▶ **Goal of the exercise**: In the records below, locate the line containing "the green foliage", then extract it and all following lines exactly, ending with the last line.

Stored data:
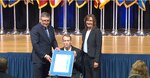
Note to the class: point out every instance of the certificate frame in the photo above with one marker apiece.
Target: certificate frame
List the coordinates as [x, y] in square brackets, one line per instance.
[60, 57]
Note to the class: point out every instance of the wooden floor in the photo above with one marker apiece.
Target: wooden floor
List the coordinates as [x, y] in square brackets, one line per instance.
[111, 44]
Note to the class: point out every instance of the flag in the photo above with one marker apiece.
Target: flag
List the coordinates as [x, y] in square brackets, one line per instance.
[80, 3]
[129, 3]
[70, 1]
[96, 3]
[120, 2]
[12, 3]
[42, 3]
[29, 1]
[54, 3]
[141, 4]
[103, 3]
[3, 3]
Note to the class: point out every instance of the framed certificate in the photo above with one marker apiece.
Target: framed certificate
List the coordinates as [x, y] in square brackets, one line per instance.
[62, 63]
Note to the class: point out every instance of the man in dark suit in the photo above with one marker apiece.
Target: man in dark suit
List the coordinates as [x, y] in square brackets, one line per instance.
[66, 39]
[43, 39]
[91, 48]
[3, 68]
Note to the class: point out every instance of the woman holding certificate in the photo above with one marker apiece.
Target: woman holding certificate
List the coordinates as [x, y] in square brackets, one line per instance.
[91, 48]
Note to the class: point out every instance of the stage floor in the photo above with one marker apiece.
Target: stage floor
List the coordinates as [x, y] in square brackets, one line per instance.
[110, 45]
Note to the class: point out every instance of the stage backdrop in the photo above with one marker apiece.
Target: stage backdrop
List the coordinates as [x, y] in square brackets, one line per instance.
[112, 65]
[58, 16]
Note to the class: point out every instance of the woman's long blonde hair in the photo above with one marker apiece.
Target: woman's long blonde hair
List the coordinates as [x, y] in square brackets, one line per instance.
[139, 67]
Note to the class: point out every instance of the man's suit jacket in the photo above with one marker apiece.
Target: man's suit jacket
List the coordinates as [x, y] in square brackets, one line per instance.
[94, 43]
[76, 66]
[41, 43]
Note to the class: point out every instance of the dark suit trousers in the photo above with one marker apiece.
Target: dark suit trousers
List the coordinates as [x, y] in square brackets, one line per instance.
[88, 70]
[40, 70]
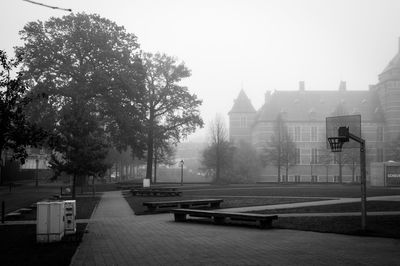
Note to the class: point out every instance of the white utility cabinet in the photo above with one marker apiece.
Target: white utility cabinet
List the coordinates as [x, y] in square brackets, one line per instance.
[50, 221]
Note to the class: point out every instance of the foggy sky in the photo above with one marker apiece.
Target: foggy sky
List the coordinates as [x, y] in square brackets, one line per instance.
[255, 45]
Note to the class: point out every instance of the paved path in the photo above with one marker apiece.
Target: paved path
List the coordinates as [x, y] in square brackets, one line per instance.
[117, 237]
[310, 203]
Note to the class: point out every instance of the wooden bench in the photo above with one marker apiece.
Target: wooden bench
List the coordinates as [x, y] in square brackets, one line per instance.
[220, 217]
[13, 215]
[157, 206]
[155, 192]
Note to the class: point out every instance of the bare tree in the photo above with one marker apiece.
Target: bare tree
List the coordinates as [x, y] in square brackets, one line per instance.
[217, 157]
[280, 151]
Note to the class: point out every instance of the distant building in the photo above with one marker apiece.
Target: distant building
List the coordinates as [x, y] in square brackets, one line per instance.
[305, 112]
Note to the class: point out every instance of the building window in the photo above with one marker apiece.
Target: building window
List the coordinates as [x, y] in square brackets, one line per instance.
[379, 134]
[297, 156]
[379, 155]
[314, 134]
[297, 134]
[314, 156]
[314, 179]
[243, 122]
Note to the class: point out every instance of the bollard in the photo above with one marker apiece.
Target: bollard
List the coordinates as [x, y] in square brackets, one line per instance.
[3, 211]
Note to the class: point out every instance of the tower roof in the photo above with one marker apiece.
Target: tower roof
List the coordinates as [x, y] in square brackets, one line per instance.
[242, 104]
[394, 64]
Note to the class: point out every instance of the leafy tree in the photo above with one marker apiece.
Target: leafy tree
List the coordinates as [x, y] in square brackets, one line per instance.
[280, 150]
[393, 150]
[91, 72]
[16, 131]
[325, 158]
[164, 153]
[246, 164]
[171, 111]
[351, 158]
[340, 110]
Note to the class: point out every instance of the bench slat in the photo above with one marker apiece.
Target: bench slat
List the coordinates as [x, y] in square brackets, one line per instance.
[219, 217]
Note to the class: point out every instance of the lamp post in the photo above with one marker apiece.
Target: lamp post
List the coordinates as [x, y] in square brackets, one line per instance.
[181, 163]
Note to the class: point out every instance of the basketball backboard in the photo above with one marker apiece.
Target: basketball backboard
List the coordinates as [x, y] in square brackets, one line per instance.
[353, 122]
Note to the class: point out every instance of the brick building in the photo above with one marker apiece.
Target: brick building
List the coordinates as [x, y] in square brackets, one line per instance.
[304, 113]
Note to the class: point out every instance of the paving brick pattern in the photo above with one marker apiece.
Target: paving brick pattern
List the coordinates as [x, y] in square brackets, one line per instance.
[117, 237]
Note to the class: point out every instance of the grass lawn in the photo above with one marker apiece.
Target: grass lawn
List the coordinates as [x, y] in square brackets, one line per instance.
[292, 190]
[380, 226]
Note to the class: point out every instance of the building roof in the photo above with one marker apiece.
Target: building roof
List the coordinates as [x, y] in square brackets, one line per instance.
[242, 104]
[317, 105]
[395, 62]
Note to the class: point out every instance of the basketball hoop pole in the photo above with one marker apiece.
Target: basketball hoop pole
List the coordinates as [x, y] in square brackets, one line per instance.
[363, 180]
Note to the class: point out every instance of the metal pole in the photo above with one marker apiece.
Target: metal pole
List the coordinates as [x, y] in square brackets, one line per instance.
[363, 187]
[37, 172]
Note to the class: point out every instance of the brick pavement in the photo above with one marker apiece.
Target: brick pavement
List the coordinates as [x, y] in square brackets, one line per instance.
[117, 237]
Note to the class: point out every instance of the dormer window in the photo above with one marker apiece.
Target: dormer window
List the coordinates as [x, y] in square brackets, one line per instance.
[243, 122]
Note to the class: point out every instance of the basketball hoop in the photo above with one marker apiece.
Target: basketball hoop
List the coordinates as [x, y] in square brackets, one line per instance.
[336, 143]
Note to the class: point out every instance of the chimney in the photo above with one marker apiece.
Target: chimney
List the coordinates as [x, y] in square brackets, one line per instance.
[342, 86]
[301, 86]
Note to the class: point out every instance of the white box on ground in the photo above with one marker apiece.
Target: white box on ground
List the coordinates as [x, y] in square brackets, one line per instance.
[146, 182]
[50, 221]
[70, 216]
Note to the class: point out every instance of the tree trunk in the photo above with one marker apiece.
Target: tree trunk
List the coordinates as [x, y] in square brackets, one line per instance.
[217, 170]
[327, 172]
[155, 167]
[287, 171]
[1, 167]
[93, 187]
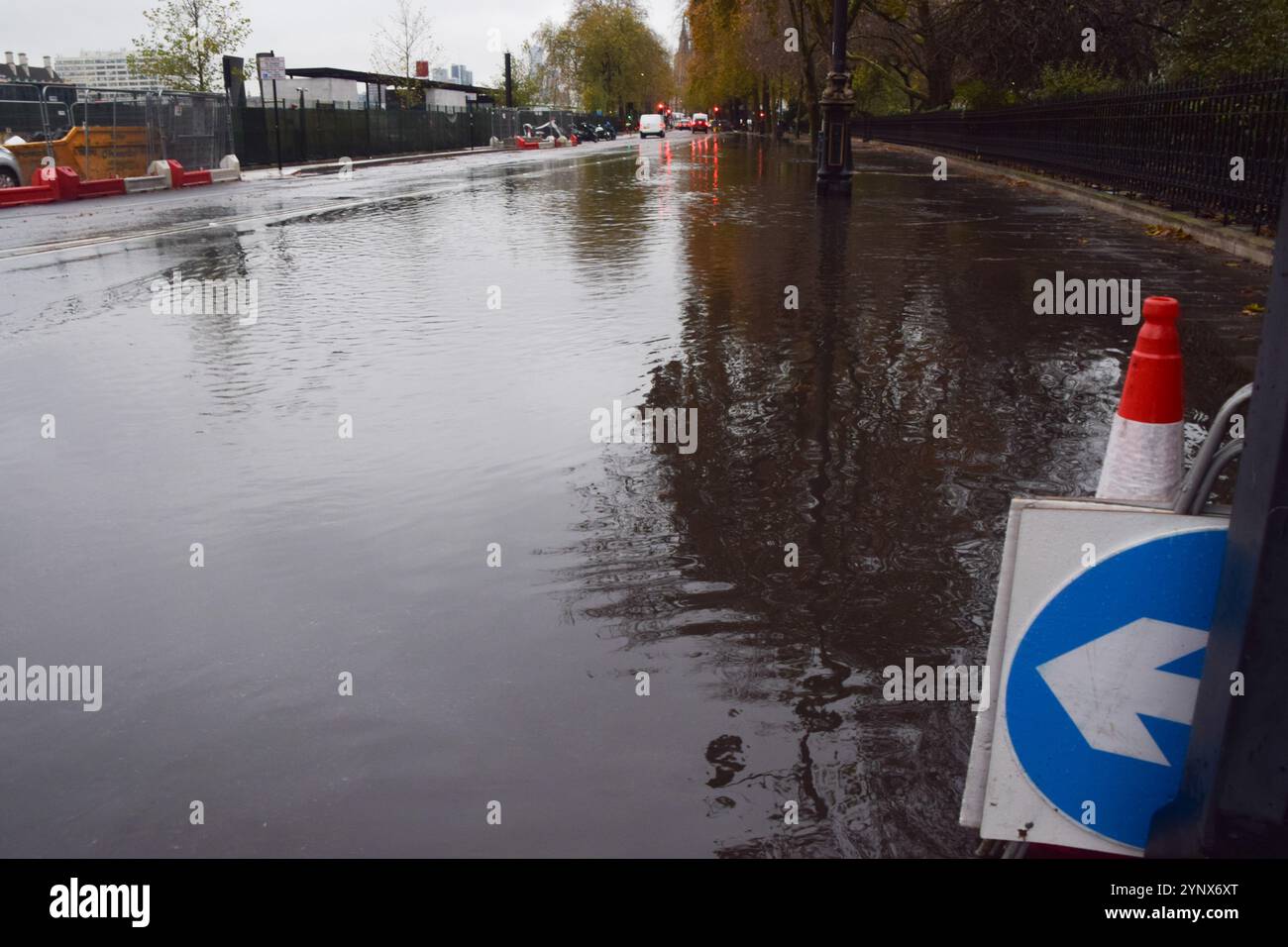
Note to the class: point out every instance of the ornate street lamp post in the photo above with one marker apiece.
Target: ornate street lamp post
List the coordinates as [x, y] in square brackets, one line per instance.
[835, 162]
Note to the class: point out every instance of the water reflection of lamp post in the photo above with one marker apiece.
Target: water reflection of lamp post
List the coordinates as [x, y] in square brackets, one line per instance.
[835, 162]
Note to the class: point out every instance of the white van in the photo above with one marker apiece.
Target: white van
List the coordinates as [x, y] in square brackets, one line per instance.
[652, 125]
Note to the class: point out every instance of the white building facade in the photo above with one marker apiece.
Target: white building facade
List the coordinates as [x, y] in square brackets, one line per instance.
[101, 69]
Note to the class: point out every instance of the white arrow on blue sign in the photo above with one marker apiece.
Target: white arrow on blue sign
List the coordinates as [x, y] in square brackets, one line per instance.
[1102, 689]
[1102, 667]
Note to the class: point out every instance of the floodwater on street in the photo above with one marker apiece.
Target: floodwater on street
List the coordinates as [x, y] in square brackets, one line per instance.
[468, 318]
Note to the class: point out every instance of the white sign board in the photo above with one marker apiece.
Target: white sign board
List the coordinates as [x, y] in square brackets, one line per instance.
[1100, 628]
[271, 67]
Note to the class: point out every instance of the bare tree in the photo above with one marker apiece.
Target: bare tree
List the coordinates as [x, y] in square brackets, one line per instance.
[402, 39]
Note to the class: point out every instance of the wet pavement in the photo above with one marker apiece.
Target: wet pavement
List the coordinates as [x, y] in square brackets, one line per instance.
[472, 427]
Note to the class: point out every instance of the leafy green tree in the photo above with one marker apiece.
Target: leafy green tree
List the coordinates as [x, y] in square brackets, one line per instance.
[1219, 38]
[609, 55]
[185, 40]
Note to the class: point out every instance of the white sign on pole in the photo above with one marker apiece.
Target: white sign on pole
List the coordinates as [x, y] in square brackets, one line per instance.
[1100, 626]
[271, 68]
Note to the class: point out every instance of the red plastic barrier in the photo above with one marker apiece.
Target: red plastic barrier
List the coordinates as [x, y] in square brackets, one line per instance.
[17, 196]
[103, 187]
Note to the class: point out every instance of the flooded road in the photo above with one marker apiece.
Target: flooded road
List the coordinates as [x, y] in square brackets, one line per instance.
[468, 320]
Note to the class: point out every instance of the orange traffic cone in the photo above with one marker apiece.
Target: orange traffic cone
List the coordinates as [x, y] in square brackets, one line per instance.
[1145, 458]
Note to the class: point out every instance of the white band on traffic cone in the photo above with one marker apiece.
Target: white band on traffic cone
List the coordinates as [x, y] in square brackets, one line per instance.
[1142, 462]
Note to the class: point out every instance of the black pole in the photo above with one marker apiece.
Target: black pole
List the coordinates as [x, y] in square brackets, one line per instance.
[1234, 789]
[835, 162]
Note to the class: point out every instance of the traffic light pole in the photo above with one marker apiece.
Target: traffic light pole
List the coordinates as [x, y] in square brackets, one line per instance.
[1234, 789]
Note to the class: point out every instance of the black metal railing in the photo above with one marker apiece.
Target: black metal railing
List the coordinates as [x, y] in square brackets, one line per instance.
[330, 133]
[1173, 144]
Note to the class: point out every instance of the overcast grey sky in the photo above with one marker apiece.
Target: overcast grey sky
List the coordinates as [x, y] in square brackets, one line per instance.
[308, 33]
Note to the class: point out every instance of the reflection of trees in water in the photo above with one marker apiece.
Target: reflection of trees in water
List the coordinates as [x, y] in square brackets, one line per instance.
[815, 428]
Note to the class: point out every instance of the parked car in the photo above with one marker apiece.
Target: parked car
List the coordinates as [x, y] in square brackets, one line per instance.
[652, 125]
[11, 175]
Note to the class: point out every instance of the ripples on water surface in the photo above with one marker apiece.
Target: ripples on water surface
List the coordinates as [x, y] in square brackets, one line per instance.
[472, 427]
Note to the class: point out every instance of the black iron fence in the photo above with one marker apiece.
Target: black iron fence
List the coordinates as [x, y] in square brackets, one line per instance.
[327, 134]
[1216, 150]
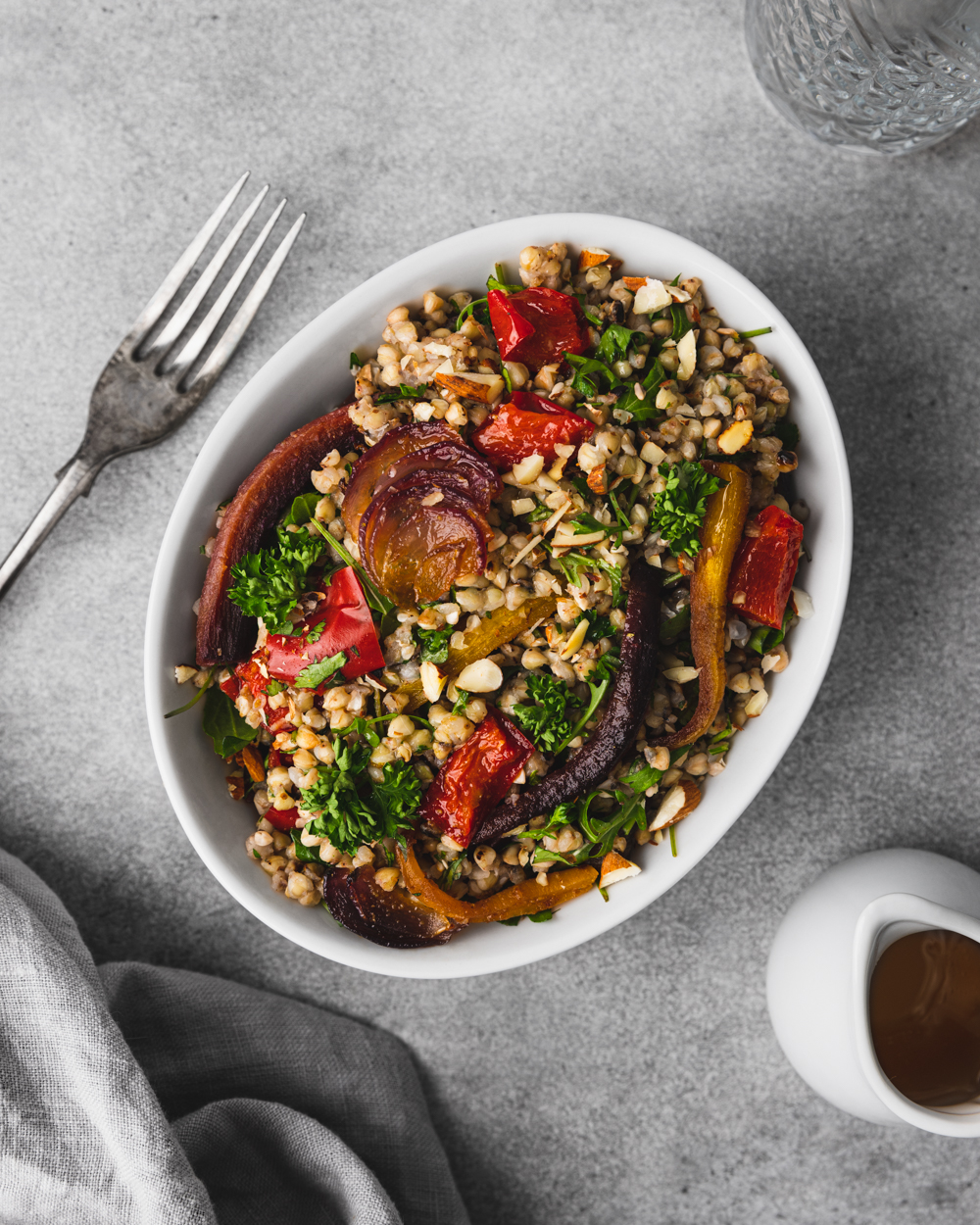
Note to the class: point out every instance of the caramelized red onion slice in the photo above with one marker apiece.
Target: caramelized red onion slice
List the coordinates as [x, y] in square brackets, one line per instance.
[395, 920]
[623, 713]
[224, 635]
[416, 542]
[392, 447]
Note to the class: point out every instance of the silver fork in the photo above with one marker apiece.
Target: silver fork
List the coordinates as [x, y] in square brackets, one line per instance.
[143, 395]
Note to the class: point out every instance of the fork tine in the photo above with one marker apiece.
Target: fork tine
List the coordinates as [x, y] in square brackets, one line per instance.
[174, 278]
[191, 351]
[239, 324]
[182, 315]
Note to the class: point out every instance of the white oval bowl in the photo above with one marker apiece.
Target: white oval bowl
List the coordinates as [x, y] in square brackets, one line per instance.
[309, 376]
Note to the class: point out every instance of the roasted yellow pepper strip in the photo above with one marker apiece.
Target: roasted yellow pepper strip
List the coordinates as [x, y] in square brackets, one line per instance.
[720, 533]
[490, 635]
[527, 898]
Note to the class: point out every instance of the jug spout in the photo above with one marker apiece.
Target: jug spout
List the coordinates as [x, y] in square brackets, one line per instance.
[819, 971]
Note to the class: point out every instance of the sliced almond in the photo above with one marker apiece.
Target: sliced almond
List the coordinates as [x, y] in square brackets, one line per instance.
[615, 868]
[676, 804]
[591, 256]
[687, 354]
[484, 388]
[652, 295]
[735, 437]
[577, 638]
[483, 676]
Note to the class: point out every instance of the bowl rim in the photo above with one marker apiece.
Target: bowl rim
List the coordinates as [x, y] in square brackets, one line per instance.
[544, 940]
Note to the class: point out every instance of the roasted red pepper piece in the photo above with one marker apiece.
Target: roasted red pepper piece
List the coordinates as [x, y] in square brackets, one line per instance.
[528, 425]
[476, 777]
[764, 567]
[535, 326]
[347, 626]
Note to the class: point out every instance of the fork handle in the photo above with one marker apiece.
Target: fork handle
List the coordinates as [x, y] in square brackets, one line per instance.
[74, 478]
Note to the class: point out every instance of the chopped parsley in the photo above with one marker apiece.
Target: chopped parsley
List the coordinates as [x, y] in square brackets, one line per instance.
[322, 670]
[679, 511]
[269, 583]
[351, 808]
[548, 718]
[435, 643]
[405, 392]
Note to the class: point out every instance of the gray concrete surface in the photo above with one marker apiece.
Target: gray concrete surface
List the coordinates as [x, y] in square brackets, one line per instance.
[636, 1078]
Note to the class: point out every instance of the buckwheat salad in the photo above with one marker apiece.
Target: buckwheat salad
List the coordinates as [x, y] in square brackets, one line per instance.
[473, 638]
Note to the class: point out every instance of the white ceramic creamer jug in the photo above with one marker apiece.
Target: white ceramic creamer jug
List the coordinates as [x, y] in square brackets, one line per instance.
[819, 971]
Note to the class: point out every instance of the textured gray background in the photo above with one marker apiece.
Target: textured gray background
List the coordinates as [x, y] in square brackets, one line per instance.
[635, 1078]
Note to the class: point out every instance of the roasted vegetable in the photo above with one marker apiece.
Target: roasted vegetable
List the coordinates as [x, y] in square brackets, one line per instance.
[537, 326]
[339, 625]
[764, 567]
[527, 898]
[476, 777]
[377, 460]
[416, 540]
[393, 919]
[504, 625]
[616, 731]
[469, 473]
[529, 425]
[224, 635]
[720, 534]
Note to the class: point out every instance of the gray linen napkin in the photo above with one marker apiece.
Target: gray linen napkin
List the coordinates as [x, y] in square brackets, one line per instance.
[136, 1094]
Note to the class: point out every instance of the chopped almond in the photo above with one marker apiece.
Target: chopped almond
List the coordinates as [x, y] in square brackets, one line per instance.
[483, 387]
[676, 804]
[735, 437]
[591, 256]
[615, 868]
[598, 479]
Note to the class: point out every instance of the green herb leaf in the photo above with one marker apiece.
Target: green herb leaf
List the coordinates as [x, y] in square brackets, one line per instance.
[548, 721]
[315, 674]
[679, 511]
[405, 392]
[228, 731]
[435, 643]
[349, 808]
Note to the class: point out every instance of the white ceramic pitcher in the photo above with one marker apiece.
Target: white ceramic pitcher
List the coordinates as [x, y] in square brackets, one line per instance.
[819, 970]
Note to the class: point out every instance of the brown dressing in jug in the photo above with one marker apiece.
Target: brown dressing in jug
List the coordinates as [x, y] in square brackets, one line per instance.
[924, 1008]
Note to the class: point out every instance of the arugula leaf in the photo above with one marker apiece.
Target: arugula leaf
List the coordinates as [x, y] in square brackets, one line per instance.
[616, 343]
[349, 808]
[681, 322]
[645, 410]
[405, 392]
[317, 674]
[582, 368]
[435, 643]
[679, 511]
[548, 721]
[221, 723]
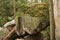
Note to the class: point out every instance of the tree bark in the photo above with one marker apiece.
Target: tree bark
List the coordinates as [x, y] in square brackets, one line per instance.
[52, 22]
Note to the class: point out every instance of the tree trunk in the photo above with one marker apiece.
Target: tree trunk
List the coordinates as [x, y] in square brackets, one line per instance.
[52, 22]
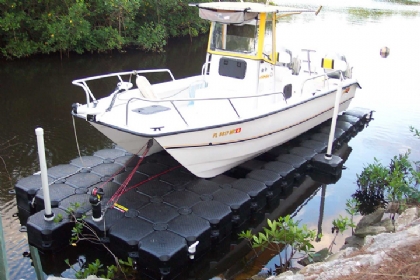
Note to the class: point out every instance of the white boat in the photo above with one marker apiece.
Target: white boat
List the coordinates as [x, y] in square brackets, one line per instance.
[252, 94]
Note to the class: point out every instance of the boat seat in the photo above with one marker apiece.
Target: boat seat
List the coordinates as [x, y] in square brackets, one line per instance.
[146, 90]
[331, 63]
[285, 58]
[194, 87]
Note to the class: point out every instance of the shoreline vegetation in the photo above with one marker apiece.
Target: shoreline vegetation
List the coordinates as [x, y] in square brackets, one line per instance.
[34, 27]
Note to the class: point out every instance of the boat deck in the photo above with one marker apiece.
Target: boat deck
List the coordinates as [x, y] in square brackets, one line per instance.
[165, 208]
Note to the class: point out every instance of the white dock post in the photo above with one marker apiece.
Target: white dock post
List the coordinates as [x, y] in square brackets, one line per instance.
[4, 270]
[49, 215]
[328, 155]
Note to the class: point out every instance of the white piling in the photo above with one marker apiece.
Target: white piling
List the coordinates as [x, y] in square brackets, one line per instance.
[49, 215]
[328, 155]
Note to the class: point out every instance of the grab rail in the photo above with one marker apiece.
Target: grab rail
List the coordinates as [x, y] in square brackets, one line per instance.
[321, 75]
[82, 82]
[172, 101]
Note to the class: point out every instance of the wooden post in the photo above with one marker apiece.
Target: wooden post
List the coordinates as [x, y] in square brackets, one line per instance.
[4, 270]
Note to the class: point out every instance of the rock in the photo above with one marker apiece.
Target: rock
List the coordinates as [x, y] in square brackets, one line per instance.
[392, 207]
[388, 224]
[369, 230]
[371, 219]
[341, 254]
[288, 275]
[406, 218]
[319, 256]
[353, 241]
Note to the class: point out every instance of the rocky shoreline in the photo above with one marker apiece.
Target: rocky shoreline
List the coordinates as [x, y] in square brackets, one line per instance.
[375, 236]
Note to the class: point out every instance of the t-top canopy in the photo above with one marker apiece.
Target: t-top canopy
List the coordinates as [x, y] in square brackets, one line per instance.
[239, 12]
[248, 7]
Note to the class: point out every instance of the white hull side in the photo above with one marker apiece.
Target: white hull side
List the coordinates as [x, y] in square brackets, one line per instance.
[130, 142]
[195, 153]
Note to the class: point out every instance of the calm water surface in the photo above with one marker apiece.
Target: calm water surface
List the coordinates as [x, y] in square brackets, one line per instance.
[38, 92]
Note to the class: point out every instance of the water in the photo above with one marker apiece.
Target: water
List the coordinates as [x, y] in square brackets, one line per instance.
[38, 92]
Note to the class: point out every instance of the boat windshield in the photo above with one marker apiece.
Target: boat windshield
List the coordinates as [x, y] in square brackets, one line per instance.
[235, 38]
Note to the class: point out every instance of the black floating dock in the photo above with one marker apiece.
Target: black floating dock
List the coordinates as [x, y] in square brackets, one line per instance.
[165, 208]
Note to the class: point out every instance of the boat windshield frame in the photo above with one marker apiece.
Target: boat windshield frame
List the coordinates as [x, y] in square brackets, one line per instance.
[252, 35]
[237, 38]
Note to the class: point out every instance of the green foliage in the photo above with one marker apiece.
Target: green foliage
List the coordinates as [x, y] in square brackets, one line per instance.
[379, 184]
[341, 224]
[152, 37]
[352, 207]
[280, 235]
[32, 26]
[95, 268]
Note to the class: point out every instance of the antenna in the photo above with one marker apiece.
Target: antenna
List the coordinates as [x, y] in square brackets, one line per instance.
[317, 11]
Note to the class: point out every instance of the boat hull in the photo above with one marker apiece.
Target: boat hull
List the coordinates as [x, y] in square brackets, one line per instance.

▶ **Solution for this exercise**:
Note to the class: point out every instance of the green foliage in the photo above with one marker apiece.
Target: green foliage
List the coordinates as [x, y] in square brackets, one line per instance.
[379, 184]
[341, 224]
[152, 37]
[352, 207]
[280, 235]
[32, 26]
[95, 268]
Note to the class: point out every instance of the antenna in the photo above with one marker apiece.
Target: antenna
List the coordinates as [x, y] in square brackets, one line per instance.
[317, 11]
Note to the class: point out every instance of the boat hull in the photo above with one marker apiece.
Target: boat hull
List the coordinates as [x, y] in square brackets, one line per instance.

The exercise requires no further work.